Instructions for the task
Tally the lines below containing the word "pair" and give that total alone.

□ □ □ □

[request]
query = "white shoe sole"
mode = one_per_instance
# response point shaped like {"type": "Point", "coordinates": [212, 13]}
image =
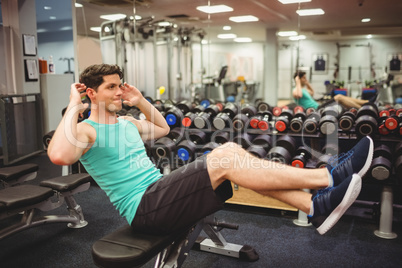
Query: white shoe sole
{"type": "Point", "coordinates": [350, 196]}
{"type": "Point", "coordinates": [369, 159]}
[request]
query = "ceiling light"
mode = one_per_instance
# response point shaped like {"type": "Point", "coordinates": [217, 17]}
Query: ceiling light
{"type": "Point", "coordinates": [243, 18]}
{"type": "Point", "coordinates": [243, 39]}
{"type": "Point", "coordinates": [96, 29]}
{"type": "Point", "coordinates": [287, 33]}
{"type": "Point", "coordinates": [227, 36]}
{"type": "Point", "coordinates": [293, 1]}
{"type": "Point", "coordinates": [136, 17]}
{"type": "Point", "coordinates": [310, 12]}
{"type": "Point", "coordinates": [214, 9]}
{"type": "Point", "coordinates": [296, 38]}
{"type": "Point", "coordinates": [113, 17]}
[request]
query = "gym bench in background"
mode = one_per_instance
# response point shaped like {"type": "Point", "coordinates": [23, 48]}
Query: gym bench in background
{"type": "Point", "coordinates": [50, 194]}
{"type": "Point", "coordinates": [128, 248]}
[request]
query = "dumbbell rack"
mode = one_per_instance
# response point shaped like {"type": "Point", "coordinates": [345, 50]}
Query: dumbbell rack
{"type": "Point", "coordinates": [247, 197]}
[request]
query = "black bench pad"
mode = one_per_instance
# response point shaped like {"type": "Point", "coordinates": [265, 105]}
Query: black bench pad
{"type": "Point", "coordinates": [13, 173]}
{"type": "Point", "coordinates": [66, 183]}
{"type": "Point", "coordinates": [24, 195]}
{"type": "Point", "coordinates": [127, 248]}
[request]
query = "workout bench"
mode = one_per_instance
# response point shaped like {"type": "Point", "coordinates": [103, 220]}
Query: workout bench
{"type": "Point", "coordinates": [128, 248]}
{"type": "Point", "coordinates": [10, 176]}
{"type": "Point", "coordinates": [50, 194]}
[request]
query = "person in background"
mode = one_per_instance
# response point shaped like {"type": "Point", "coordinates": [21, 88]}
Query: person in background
{"type": "Point", "coordinates": [303, 95]}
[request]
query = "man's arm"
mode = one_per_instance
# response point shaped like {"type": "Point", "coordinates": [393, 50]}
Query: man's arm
{"type": "Point", "coordinates": [69, 140]}
{"type": "Point", "coordinates": [297, 92]}
{"type": "Point", "coordinates": [155, 125]}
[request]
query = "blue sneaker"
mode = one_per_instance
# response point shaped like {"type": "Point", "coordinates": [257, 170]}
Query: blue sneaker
{"type": "Point", "coordinates": [355, 161]}
{"type": "Point", "coordinates": [331, 203]}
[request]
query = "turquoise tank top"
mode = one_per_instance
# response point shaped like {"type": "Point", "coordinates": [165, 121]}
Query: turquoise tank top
{"type": "Point", "coordinates": [306, 101]}
{"type": "Point", "coordinates": [118, 163]}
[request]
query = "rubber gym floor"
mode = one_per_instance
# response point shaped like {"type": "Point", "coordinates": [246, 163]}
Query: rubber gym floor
{"type": "Point", "coordinates": [279, 242]}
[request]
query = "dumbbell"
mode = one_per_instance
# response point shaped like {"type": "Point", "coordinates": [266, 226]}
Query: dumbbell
{"type": "Point", "coordinates": [257, 150]}
{"type": "Point", "coordinates": [301, 157]}
{"type": "Point", "coordinates": [187, 148]}
{"type": "Point", "coordinates": [263, 140]}
{"type": "Point", "coordinates": [398, 160]}
{"type": "Point", "coordinates": [381, 166]}
{"type": "Point", "coordinates": [263, 106]}
{"type": "Point", "coordinates": [366, 122]}
{"type": "Point", "coordinates": [207, 148]}
{"type": "Point", "coordinates": [283, 121]}
{"type": "Point", "coordinates": [296, 124]}
{"type": "Point", "coordinates": [243, 139]}
{"type": "Point", "coordinates": [261, 120]}
{"type": "Point", "coordinates": [188, 120]}
{"type": "Point", "coordinates": [310, 125]}
{"type": "Point", "coordinates": [224, 118]}
{"type": "Point", "coordinates": [241, 121]}
{"type": "Point", "coordinates": [283, 150]}
{"type": "Point", "coordinates": [204, 119]}
{"type": "Point", "coordinates": [347, 120]}
{"type": "Point", "coordinates": [220, 137]}
{"type": "Point", "coordinates": [174, 116]}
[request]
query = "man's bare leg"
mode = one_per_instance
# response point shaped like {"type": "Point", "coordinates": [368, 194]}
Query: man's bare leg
{"type": "Point", "coordinates": [233, 163]}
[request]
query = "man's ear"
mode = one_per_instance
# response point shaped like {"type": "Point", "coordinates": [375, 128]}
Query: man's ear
{"type": "Point", "coordinates": [91, 93]}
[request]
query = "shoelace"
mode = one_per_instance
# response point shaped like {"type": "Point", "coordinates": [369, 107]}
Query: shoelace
{"type": "Point", "coordinates": [322, 192]}
{"type": "Point", "coordinates": [339, 158]}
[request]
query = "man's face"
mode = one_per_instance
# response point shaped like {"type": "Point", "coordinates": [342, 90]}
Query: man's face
{"type": "Point", "coordinates": [109, 93]}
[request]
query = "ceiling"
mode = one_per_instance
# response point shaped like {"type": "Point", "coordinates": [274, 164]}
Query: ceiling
{"type": "Point", "coordinates": [342, 18]}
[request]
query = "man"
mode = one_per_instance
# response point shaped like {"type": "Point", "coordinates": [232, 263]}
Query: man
{"type": "Point", "coordinates": [112, 151]}
{"type": "Point", "coordinates": [303, 95]}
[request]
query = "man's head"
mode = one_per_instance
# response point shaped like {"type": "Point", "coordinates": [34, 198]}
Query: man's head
{"type": "Point", "coordinates": [93, 75]}
{"type": "Point", "coordinates": [300, 74]}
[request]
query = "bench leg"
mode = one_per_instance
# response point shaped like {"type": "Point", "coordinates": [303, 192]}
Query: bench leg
{"type": "Point", "coordinates": [75, 211]}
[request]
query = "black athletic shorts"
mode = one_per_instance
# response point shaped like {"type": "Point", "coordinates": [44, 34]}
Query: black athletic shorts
{"type": "Point", "coordinates": [180, 199]}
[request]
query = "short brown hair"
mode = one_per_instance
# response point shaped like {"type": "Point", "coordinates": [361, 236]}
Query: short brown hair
{"type": "Point", "coordinates": [93, 75]}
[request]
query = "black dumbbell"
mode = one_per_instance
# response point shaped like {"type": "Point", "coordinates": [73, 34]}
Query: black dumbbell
{"type": "Point", "coordinates": [263, 140]}
{"type": "Point", "coordinates": [296, 124]}
{"type": "Point", "coordinates": [220, 137]}
{"type": "Point", "coordinates": [310, 125]}
{"type": "Point", "coordinates": [241, 121]}
{"type": "Point", "coordinates": [257, 150]}
{"type": "Point", "coordinates": [347, 120]}
{"type": "Point", "coordinates": [204, 119]}
{"type": "Point", "coordinates": [283, 150]}
{"type": "Point", "coordinates": [187, 148]}
{"type": "Point", "coordinates": [243, 139]}
{"type": "Point", "coordinates": [283, 121]}
{"type": "Point", "coordinates": [301, 157]}
{"type": "Point", "coordinates": [163, 148]}
{"type": "Point", "coordinates": [224, 118]}
{"type": "Point", "coordinates": [188, 119]}
{"type": "Point", "coordinates": [261, 120]}
{"type": "Point", "coordinates": [207, 148]}
{"type": "Point", "coordinates": [263, 106]}
{"type": "Point", "coordinates": [398, 160]}
{"type": "Point", "coordinates": [381, 166]}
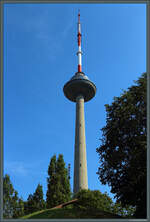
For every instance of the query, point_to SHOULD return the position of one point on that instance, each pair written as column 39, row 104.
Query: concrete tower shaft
column 80, row 162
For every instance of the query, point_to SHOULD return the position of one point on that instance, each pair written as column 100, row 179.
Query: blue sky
column 40, row 45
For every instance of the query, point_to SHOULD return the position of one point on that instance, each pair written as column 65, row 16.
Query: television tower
column 80, row 89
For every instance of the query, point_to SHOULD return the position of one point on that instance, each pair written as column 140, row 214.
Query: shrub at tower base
column 58, row 185
column 93, row 200
column 123, row 151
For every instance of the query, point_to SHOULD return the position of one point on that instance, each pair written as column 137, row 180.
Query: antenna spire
column 79, row 53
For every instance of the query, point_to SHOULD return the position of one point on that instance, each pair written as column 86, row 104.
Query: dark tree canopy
column 13, row 206
column 58, row 185
column 35, row 202
column 122, row 154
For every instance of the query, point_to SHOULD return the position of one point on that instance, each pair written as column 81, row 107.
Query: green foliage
column 57, row 183
column 122, row 154
column 13, row 206
column 35, row 202
column 93, row 200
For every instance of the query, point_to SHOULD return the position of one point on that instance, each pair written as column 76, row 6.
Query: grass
column 70, row 214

□ □ □ □

Exercise result
8